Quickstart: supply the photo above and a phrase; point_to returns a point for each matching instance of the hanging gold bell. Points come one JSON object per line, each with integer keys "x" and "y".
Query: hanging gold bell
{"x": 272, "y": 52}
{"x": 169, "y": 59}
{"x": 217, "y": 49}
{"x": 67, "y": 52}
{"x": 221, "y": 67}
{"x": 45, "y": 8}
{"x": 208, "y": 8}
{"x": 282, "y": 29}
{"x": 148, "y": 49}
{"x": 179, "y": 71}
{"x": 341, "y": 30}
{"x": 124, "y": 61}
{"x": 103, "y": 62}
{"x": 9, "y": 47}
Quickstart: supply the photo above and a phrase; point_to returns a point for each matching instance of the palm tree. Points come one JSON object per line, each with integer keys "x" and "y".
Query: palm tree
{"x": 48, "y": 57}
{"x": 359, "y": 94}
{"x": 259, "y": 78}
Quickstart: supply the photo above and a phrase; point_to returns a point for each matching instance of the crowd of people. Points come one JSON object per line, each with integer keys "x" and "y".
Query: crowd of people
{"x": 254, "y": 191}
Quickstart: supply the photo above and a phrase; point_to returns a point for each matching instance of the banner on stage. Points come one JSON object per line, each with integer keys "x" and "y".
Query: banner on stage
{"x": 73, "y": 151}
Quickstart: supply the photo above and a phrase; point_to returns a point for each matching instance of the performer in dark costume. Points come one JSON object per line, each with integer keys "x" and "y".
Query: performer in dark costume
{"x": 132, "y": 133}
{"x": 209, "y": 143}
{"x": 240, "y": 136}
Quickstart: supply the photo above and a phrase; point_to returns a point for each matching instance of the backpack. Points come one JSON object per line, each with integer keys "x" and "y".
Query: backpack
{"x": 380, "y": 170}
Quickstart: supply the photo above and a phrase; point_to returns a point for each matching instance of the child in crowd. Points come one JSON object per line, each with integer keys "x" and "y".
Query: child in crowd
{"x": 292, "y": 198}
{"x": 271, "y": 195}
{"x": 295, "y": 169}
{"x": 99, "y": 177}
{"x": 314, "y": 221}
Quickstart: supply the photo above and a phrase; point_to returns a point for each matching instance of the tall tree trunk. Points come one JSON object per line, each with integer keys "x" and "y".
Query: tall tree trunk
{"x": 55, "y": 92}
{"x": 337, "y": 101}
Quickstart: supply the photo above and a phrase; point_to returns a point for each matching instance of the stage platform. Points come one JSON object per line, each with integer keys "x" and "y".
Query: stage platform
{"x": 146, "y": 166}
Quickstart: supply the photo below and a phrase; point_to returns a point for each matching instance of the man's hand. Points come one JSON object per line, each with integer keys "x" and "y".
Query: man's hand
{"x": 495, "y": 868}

━━━━━━━━━━

• REQUIRED ACTION
Restate the listing in full, preserving every word.

• WRITTEN SOLUTION
Quickstart: supply the photo above and a phrase; point_to returns a point for each matching instance of the hanging gold bell. Points come one JSON object per line, each with integer keys "x" and "y".
Query: hanging gold bell
{"x": 272, "y": 52}
{"x": 169, "y": 59}
{"x": 217, "y": 49}
{"x": 67, "y": 52}
{"x": 221, "y": 67}
{"x": 45, "y": 8}
{"x": 208, "y": 8}
{"x": 282, "y": 29}
{"x": 148, "y": 49}
{"x": 179, "y": 71}
{"x": 341, "y": 30}
{"x": 124, "y": 61}
{"x": 103, "y": 62}
{"x": 9, "y": 47}
Quickstart: supply the photo above and a phrase; point_to returns a point for each matching instance of the palm tree. Points come one JSON object per line, each with integer keys "x" and "y".
Query: palm tree
{"x": 48, "y": 57}
{"x": 359, "y": 94}
{"x": 259, "y": 78}
Quickstart: supply the photo above and a phrase; point_to returns a point for each matching instance of the crowd of people. Points come one JSON object per line, each with integer keys "x" and "y".
Query: crowd of people
{"x": 254, "y": 191}
Quickstart: supply the photo above and a phrase; point_to returns a point for each matching instance of the banner on stage. Points come one JSON object per line, each with integer keys "x" and "y".
Query: banner on stage
{"x": 73, "y": 151}
Quickstart: supply the photo above and a phrase; point_to returns a point for each matching instance of the performer in dark costume. Points come one JSON object per line, each with integer keys "x" and "y".
Query: performer in dark costume
{"x": 132, "y": 133}
{"x": 209, "y": 143}
{"x": 240, "y": 136}
Quickstart: supply the photo above and a phrase; point_to returns a point for each matching instance of the backpack. Points come one JSON object per line, each with integer keys "x" and "y".
Query: backpack
{"x": 380, "y": 170}
Quickstart: supply the photo above and a phrase; point_to returns a point for each matching instance of the child in crowd. Points come one JSON object per line, each with integer keys "x" and "y".
Query: child in crowd
{"x": 292, "y": 198}
{"x": 271, "y": 195}
{"x": 295, "y": 169}
{"x": 99, "y": 177}
{"x": 314, "y": 221}
Quickstart: supply the photo above and a phrase; point_to returns a point for each matching instance of the tall tree trunk. Points come one JSON object per line, each with integer keys "x" and "y".
Query: tall tree trunk
{"x": 55, "y": 92}
{"x": 337, "y": 101}
Quickstart: supply the photo above and a phrase; point_to returns a point for each matching instance of the stage platform. Points come one JSON object per line, each with integer keys "x" and "y".
Query: stage platform
{"x": 146, "y": 166}
Quickstart: supply the photo below and a phrase; point_to returns a point for each matching instance of the man's hand. Points come one JSON object per line, each with integer keys "x" and "y".
Query: man's hand
{"x": 495, "y": 868}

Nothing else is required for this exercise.